- Passage provided
3.1. Atmospheric Model Setting

The atmospheric model primarily simulates the interplay among wind speed, temperature, humidity, atmospheric turbulence, and long-short wave radiation. Parameters adjustable within the model encompass wind speed, wind direction, surface roughness, initial temperature, relative humidity, and absolute temperature at a 10 m height. For the simulation, environmental parameters are derived from climate data corresponding to July, the warmest month, in Xitun District, Taichung City. Specifically, data from the four hottest days in July 2022—July 22nd, July 23rd, and July 24th—are utilized. Average values of temperature, humidity, wind direction, and wind speed from July 25th serve as input parameters. The simulation is conducted at 13:00, a peak hot time conducive to outdoor activities, particularly during breaks on the Tunghai University campus, as shown in Figure 2.

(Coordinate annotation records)

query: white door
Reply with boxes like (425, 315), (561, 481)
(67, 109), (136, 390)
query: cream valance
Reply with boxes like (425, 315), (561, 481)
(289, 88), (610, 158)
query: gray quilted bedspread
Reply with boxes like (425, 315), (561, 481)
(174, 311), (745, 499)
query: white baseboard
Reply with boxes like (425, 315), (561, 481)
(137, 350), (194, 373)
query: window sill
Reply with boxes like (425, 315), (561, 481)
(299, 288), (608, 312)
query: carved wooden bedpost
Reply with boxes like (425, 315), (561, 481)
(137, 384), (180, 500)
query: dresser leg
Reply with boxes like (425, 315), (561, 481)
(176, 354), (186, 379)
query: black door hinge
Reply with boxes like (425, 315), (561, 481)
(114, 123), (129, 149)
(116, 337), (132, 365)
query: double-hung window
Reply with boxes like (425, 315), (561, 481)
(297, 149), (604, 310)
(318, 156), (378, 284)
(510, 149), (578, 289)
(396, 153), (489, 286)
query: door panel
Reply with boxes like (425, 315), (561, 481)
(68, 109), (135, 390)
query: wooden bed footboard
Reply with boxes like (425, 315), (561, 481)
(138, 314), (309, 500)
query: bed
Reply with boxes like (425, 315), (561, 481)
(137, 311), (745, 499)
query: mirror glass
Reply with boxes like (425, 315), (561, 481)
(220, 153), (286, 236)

- Do this
Reproduce the passage on the atmospheric model setting word for word, from "The atmospheric model" down to "in Figure 2.". These records have no connection to the passage on the atmospheric model setting.

- Output of the exercise
The atmospheric model primarily simulates the interplay among wind speed, temperature, humidity, atmospheric turbulence, and long-short wave radiation. Parameters adjustable within the model encompass wind speed, wind direction, surface roughness, initial temperature, relative humidity, and absolute temperature at a 10 m height. For the simulation, environmental parameters are derived from climate data corresponding to July, the warmest month, in Xitun District, Taichung City. Specifically, data from the four hottest days in July 2022—July 22nd, July 23rd, and July 24th—are utilized. Average values of temperature, humidity, wind direction, and wind speed from July 25th serve as input parameters. The simulation is conducted at 13:00, a peak hot time conducive to outdoor activities, particularly during breaks on the Tunghai University campus, as shown in Figure 2.